Stated goal: Copy out the lines below word for word, starting at the one that contains "of the snow-covered" and stopping after the last line.

Material:
----

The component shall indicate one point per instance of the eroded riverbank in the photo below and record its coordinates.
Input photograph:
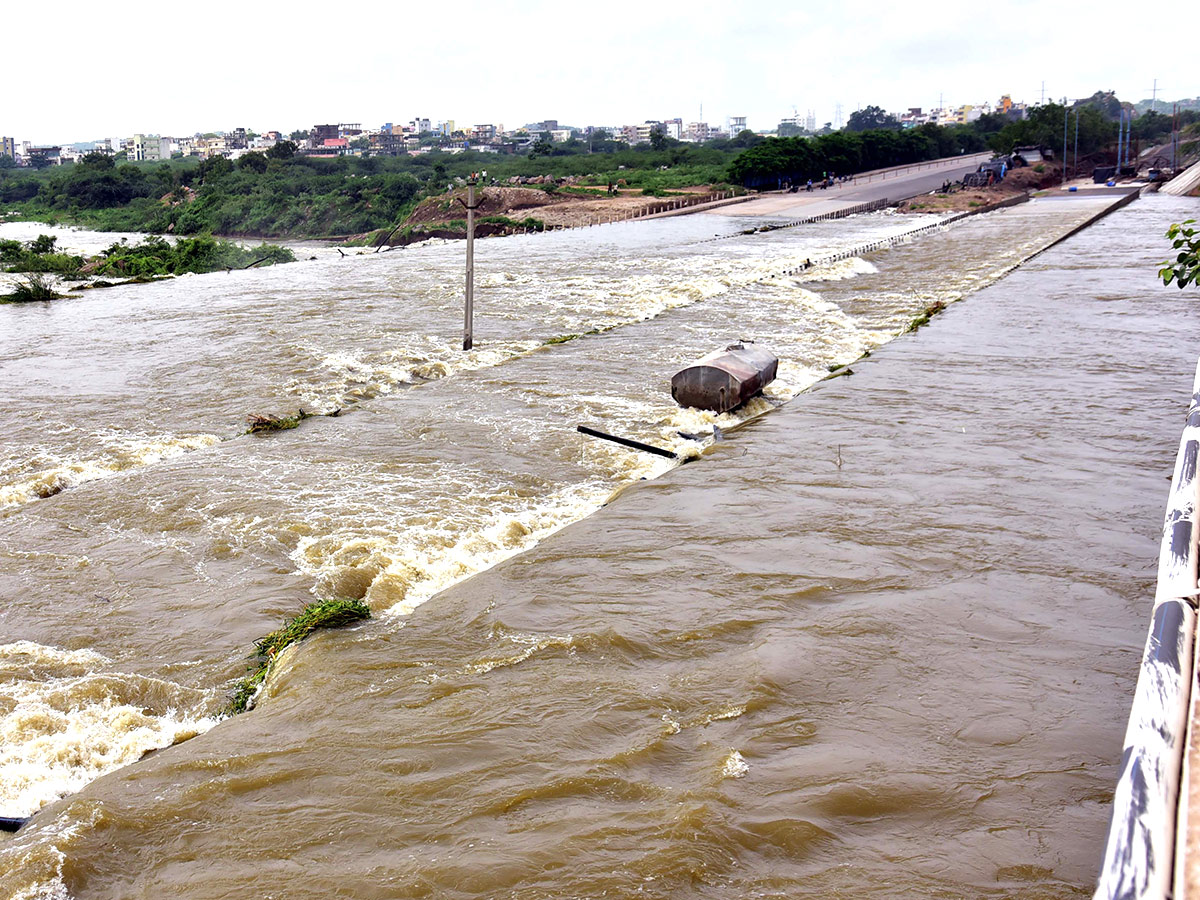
(629, 677)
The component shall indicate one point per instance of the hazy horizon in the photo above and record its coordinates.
(180, 71)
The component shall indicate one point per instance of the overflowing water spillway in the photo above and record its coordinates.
(845, 658)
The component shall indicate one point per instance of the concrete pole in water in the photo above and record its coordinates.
(1075, 166)
(468, 336)
(1065, 141)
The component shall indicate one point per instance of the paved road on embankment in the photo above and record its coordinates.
(889, 184)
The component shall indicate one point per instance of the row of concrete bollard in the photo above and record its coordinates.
(870, 207)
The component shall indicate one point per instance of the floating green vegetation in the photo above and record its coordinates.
(925, 316)
(528, 222)
(156, 257)
(33, 291)
(565, 339)
(39, 256)
(322, 613)
(265, 424)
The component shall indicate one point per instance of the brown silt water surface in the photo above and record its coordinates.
(877, 640)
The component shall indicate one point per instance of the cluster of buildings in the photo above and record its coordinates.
(417, 136)
(420, 136)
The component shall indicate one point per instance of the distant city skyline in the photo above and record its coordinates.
(179, 71)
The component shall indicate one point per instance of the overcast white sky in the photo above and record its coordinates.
(81, 71)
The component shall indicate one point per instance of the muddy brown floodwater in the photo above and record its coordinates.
(877, 641)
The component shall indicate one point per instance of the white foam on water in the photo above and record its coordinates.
(66, 718)
(397, 568)
(115, 453)
(735, 766)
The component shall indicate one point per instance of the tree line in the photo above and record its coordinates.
(875, 141)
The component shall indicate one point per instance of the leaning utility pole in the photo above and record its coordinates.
(1074, 168)
(1065, 111)
(468, 336)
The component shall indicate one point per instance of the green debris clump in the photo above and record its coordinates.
(322, 613)
(264, 424)
(34, 289)
(925, 316)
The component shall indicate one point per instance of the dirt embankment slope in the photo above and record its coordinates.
(960, 199)
(557, 208)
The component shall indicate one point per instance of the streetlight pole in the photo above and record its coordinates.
(1074, 168)
(468, 329)
(1065, 141)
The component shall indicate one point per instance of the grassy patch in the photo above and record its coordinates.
(268, 424)
(925, 316)
(322, 613)
(533, 225)
(33, 291)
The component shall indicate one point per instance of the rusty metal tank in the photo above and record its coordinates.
(725, 379)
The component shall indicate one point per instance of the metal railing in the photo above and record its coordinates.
(1140, 861)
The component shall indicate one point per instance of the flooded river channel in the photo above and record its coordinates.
(876, 640)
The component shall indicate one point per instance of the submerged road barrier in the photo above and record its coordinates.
(1140, 857)
(628, 442)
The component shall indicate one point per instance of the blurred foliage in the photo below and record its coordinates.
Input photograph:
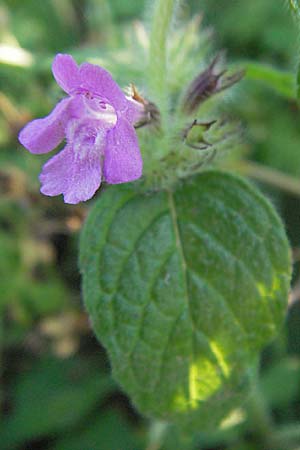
(56, 391)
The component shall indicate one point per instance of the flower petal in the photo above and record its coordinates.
(66, 73)
(100, 82)
(77, 179)
(123, 160)
(43, 135)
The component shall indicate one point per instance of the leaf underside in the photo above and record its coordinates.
(184, 288)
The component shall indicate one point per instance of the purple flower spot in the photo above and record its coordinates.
(96, 119)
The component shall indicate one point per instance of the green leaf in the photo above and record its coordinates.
(184, 289)
(282, 82)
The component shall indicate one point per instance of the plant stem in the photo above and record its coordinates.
(157, 72)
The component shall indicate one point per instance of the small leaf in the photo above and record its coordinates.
(184, 289)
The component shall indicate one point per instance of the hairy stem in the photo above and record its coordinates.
(157, 72)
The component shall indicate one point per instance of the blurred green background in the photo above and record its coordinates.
(56, 388)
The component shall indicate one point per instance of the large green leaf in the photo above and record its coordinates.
(184, 289)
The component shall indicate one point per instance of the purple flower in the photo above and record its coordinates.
(97, 121)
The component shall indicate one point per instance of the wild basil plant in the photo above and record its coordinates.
(186, 271)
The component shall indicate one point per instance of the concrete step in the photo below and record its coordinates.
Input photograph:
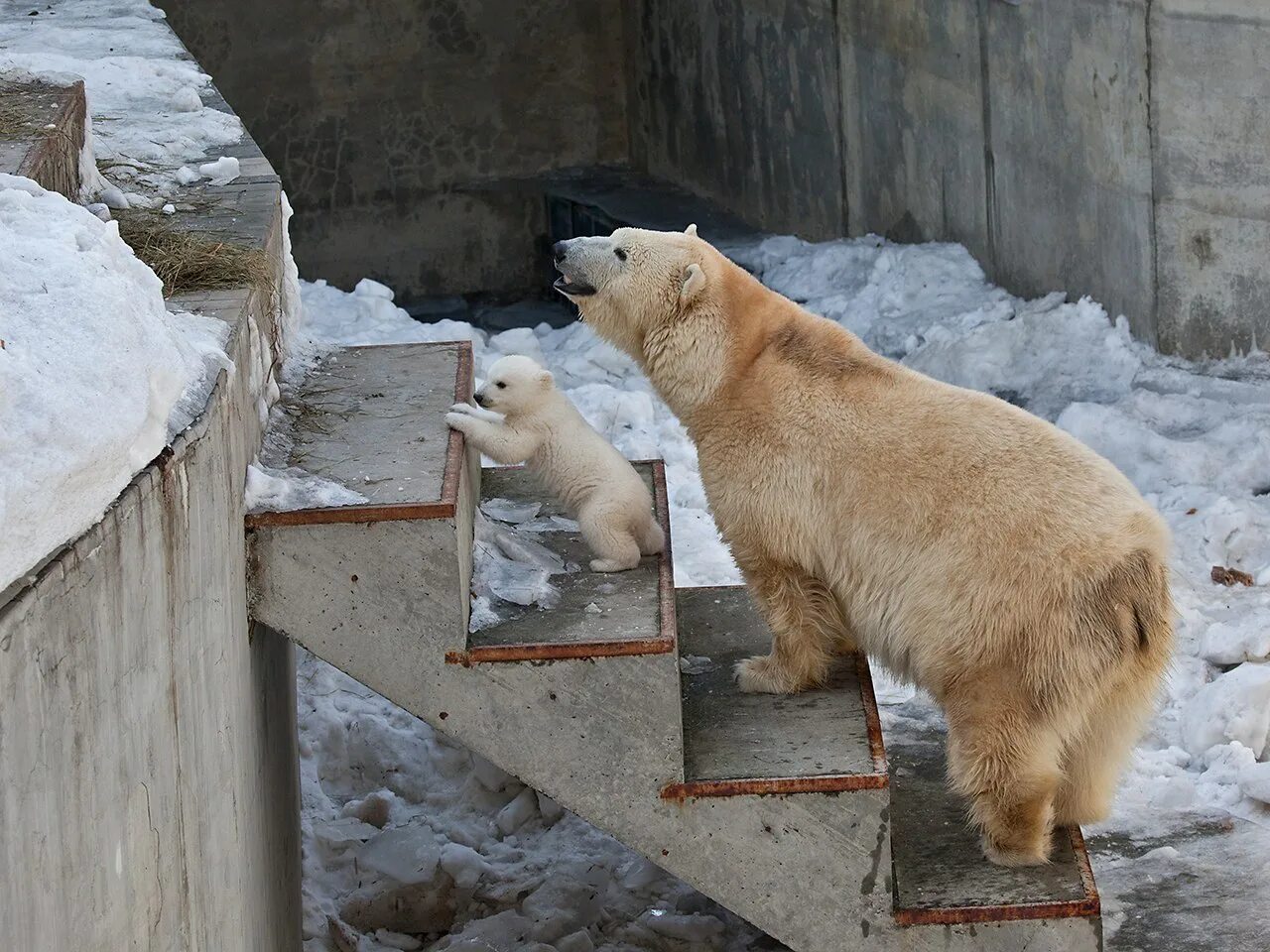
(943, 879)
(733, 743)
(778, 807)
(372, 419)
(599, 615)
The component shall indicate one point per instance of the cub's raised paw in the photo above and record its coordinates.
(760, 675)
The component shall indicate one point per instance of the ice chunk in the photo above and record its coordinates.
(483, 615)
(285, 490)
(1232, 643)
(550, 810)
(640, 874)
(570, 900)
(366, 287)
(463, 865)
(578, 941)
(397, 939)
(698, 929)
(1255, 780)
(113, 197)
(490, 777)
(375, 809)
(187, 100)
(550, 524)
(516, 814)
(526, 551)
(1232, 707)
(509, 511)
(347, 829)
(409, 855)
(222, 172)
(518, 583)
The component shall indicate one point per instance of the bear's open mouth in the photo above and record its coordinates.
(572, 289)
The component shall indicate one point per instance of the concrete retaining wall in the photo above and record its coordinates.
(1110, 148)
(149, 788)
(407, 130)
(1107, 148)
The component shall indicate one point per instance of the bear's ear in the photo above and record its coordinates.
(694, 281)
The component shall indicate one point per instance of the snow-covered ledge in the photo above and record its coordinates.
(146, 733)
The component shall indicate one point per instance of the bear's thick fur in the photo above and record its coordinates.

----

Expected output:
The component shall indicate one point per instance of the snow-covered ledge in the photo above and record its coordinates.
(146, 733)
The component shall indicate one point per instance of the bear's thick fur in the photo above and record its coordinates.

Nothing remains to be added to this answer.